• **TRECHO DO DOCUMENTO**:
------------------------------------------------------------

FONTE - http://historiablog.wordpress.com/
De um lado pesquisadores, do outro, religiosos – ambos empenhados em conseguir provas para demonstrar que a Bíblia não é apenas um apanhado de lendas. E foi com esse espírito que muita coisa do tempo de Jesus e da antiga Jerusalém conseguiu sair do papel e ser provada. Porém, quando as pesquisas se voltam a algum episódio do Antigo Testamento, parte da Bíblia que também remete à história dos judeus, o caminho das pedras torna-se um pouco mais difícil. Para os cientistas apenas provas materiais os convenceriam de que aquelas personagens bíblicas realmente existiram, mas para os historiadores os registros escritos já são pistas preciosas, suficientes para investigar o que aconteceu no passado remoto das civilizações antigas.
Entre as figuras bíblicas do Antigo Testamento que mais chamam a atenção dos pesquisadores históricos, duas se sobressaem: Abraão e Noé. E mesmo entre esses dois há muito mais chance de descobrirmos a verdade sobre o primeiro do que sobre o segundo. O que se sabe basicamente sobre Noé é que ele construiu uma arca e tornou-se o último dos patriarcas antes do famoso dilúvio. Mas, ao contrário do que costumamos imaginar, o dilúvio não é uma histórica tipicamente hebréia. Até hoje foram obtidas cerca de cem narrativas místicas consagradas ao evento cataclísmico, a versão do Gênesis (capítulos 6 a 9), portanto, é apenas mais uma.
De acordo com o livro Terras e Povos Desconhecidos, da Time-Life americana, as narrações do dilúvio bíblico não contêm nenhuma descrição completa. Nesse sentido, a passagem bíblica seria apenas um conto um tanto quanto confuso, complexo e heterogêneo, que traria a compilação de duas versões conhecidas, uma de origem javeísta (mais tradicional e mais antiga) e outra sacerdotal (mais acessível e recente). Para os estudiosos isso não seria de se espantar, já que os hebreus passaram um longo tempo como escravos na Babilônia. “É muito difícil você passar qualquer período de tempo em um lugar sem absorver, consciente ou inconscientemente, seus hábitos”, diz Armando Calvo Laslis, do Departamento de Estudos Históricos da Universidade Federal do Rio de Janeiro. Se a linha de raciocínio de Laslis estiver correta, a tarefa de descobrir a primeira matriz histórica sobre esse tema torna-se mais árdua ainda, pois lendas sobre o dilúvio são encontradas na literatura e na tradição oral de povos do mundo inteiro.
Para se ter uma ideia, a catástrofe aquática tem registro entre os nativos de Gales, do Irã, da índia, da Austrália e até mesmo dos Mares do Sul. Isso sem falar das versões nórdica, lituana, inuíte, apache e indonésia – muitas origens para um mesmo assunto. Seria esse um indicador de que o dilúvio é muito mais do que uma lenda? Pouco se sabe sobre o mundo antes dessa catástrofe, mas o fascínio pela história encanta os arqueólogos e cientistas do mundo inteiro.

------------------------------------------------------------

• **DADOS FORNECIDOS**:
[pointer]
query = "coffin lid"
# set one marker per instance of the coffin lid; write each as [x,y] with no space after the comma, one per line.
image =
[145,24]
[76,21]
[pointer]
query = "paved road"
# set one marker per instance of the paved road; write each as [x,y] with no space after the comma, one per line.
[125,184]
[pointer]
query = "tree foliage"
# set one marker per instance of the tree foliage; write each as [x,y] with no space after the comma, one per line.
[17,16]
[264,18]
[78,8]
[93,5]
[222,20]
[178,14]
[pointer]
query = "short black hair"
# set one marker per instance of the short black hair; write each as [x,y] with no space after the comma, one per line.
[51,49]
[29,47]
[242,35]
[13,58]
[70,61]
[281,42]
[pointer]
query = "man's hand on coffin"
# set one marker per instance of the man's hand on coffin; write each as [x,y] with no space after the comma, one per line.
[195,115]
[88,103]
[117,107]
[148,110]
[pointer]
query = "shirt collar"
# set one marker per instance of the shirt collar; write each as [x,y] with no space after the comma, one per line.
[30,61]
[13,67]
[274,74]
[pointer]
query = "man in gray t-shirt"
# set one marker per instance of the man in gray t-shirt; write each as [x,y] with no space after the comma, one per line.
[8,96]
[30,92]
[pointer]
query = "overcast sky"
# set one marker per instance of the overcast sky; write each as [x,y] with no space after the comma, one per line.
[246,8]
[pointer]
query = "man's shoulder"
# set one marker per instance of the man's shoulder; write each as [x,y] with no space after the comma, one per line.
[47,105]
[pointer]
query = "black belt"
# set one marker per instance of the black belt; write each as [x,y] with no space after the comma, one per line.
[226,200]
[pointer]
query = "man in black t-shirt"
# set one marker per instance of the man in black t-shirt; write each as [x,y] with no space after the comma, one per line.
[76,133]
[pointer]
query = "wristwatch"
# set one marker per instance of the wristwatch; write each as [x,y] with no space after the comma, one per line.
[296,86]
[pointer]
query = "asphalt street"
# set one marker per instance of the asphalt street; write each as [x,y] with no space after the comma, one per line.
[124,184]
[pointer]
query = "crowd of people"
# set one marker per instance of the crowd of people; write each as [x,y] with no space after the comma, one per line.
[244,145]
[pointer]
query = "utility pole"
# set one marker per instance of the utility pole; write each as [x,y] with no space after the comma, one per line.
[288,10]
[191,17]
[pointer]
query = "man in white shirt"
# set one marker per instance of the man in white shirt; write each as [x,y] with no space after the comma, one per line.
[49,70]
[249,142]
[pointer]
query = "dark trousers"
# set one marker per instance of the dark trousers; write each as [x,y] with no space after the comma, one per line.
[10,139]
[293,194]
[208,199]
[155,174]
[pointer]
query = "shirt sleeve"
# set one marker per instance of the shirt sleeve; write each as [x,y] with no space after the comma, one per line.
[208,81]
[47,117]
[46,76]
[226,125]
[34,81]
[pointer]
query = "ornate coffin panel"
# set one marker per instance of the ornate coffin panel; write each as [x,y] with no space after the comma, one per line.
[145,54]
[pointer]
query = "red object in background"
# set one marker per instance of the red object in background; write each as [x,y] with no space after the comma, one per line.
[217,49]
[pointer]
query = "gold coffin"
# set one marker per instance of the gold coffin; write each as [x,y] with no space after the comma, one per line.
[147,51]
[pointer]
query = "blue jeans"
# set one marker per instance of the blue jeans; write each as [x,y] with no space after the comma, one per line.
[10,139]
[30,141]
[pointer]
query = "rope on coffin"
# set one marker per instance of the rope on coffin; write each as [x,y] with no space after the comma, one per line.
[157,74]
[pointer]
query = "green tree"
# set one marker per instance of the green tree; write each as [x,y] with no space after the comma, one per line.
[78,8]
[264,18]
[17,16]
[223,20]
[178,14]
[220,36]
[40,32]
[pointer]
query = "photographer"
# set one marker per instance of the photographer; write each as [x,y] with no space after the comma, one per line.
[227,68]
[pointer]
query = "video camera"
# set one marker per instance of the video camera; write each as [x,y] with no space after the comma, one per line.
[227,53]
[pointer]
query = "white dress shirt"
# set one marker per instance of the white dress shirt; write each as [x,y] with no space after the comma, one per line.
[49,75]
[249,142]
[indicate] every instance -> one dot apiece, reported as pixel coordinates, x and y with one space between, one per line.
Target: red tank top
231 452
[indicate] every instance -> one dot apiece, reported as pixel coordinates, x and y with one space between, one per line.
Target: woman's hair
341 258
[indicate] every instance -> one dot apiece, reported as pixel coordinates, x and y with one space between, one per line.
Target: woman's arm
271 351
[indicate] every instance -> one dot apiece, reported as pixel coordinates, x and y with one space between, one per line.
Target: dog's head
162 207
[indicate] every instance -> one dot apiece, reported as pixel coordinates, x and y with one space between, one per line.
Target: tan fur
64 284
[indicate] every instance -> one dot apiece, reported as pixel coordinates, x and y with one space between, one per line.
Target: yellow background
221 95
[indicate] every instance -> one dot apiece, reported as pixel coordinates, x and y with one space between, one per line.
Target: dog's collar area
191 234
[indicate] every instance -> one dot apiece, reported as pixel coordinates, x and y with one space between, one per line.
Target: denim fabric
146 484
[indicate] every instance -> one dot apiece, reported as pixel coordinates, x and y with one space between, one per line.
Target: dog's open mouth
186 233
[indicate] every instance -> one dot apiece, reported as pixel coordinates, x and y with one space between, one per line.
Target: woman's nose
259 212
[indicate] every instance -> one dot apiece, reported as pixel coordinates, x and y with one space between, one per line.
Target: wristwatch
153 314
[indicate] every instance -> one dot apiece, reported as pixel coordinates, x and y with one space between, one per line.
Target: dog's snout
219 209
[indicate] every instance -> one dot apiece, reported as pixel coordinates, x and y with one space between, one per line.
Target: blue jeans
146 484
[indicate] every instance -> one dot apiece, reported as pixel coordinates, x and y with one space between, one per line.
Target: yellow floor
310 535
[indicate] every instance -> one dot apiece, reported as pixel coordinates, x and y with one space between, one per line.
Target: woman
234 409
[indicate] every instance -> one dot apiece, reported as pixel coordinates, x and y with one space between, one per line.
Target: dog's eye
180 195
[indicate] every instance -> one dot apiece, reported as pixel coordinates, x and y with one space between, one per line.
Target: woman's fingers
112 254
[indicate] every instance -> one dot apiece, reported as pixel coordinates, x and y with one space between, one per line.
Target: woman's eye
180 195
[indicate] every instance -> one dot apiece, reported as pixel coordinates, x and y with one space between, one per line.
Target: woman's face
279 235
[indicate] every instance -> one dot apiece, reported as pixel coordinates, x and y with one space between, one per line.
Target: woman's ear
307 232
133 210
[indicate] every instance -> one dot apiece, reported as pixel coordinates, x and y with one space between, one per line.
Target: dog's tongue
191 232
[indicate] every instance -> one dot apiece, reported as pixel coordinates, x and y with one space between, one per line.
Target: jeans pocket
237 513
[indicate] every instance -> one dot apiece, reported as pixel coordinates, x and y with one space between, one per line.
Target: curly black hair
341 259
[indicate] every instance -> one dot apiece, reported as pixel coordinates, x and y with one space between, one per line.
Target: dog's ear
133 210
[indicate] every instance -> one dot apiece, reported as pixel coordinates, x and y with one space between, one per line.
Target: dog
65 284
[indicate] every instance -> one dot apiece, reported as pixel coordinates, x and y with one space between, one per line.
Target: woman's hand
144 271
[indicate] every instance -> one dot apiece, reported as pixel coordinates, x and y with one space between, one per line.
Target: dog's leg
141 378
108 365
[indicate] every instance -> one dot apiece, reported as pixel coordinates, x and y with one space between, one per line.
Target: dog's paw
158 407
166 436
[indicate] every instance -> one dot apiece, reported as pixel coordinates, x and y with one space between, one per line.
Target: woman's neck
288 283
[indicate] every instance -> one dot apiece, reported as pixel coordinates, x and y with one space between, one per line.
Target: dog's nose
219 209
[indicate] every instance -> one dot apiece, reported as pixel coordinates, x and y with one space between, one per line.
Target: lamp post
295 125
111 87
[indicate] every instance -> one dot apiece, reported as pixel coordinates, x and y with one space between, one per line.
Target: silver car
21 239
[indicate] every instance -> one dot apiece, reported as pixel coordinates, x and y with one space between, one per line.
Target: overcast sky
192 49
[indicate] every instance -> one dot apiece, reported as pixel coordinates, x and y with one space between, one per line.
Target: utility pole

------------------------------------------------------------

• **OBJETIVO A**: Transcreva sem alterações, do texto sobre o dilúvio, o trecho que vai de "Entre as figuras" até "apenas mais uma.", inclusive.
• **OBJETIVO B**: Escreva a parte seguinte do texto sobre o dilúvio, começando logo após a última frase apresentada.
As entradas foram retiradas de outra fonte.

• **RESULTADO A**:
Entre as figuras bíblicas do Antigo Testamento que mais chamam a atenção dos pesquisadores históricos, duas se sobressaem: Abraão e Noé. E mesmo entre esses dois há muito mais chance de descobrirmos a verdade sobre o primeiro do que sobre o segundo. O que se sabe basicamente sobre Noé é que ele construiu uma arca e tornou-se o último dos patriarcas antes do famoso dilúvio. Mas, ao contrário do que costumamos imaginar, o dilúvio não é uma histórica tipicamente hebréia. Até hoje foram obtidas cerca de cem narrativas místicas consagradas ao evento cataclísmico, a versão do Gênesis (capítulos 6 a 9), portanto, é apenas mais uma.

• **RESULTADO B**:
Noé
Antes de seguirmos o rastro de todas essas lendas, vale relembrar a versão do dilúvio que é mais conhecida pelo mundo Ocidental, a de Noé. Pesquisadores, como o historiador Renée Noorberger, acreditam tanto em sua veracidade que o estabelecem como ponto de partida em busca do chamado mundo ante-diluviano (época anterior ao registro bíblico) que estaria misturado a relatos de civilizações perdidas, afogadas nas águas, como Atlântida e as terras de Mu e Lemúria.
A história bíblica conta que, após o estabelecimento dos patriarcas do período, o ser humano caiu em pecado. Deus então decidiu eliminar a raça humana e escolheu Noé para que salvasse não só a sua família, como também todos os animais da Terra. Então, Noé recebeu orientações para a construção de uma arca que os manteria em segurança e, assim que a embarcação ficou pronta e um casal de cada espécie animal subiu a bordo, as águas irromperam e dominaram a Terra por quarenta dias e quarenta noites. Quando finalmente a situação se acalmou, Noé conduziu sua arca para o monte Ararat e de lá recebeu novas instruções de Deus para construir uma sociedade mais justa que a anterior. Após um breve período de calmaria, os descendentes do patriarca se reuniram na Torre de Babel que depois de muito se desentenderem, espalharam-se pelos quatro cantos da Terra.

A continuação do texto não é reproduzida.